[START OF DATA IN THIS EXERCISE]
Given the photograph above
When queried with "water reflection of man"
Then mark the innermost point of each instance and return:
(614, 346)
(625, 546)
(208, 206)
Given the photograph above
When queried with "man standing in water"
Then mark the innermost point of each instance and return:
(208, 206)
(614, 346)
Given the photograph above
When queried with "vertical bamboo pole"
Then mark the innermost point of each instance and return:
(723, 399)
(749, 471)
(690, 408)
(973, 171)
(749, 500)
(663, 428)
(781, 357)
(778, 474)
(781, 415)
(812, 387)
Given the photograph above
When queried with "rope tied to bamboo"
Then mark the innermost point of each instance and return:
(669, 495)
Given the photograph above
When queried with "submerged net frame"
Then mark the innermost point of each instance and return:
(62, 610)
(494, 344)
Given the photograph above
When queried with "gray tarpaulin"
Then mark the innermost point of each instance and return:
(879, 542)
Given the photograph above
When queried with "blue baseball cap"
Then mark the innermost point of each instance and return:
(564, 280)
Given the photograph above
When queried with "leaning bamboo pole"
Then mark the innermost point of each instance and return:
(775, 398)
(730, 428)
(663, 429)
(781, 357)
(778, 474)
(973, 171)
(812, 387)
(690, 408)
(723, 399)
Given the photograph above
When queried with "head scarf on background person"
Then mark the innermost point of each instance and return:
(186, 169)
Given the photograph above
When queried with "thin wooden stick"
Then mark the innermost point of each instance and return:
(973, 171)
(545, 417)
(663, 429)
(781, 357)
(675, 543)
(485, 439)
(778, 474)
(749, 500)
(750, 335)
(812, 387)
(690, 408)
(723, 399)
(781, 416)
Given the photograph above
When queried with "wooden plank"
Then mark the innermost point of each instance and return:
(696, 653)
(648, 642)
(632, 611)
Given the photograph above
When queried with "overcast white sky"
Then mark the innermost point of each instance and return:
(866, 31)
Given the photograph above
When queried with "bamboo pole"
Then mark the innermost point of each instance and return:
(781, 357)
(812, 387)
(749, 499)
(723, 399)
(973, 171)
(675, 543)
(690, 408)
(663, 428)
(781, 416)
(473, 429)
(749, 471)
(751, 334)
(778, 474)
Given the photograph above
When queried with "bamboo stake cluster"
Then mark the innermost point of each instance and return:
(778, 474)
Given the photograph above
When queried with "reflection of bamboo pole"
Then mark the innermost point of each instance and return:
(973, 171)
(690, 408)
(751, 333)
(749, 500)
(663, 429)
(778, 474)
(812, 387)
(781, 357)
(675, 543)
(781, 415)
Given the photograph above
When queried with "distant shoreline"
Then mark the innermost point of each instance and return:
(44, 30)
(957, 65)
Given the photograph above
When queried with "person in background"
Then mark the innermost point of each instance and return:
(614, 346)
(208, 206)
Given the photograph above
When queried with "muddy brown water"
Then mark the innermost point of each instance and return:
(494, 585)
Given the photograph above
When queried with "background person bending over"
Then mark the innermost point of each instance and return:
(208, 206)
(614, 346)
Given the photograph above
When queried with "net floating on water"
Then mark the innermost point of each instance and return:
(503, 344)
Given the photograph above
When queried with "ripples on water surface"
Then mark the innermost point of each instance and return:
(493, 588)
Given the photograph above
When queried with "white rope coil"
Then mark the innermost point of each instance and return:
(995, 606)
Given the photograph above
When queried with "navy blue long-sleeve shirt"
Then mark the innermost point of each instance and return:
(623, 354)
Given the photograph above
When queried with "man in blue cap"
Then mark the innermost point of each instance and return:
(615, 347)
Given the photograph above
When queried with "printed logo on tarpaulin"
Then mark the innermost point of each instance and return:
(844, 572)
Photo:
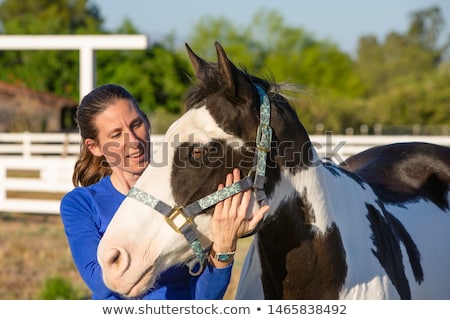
[END OF DATA IN THIS EXERCISE]
[EXERCISE TASK] Which lines of the rows above contain the word "blue"? Pick out each one and copy it.

[CORRECT RESPONSE]
When queried with "blue baseball cap"
When queried with "navy blue long-sleeve shirt"
When queried with "man in blue cap"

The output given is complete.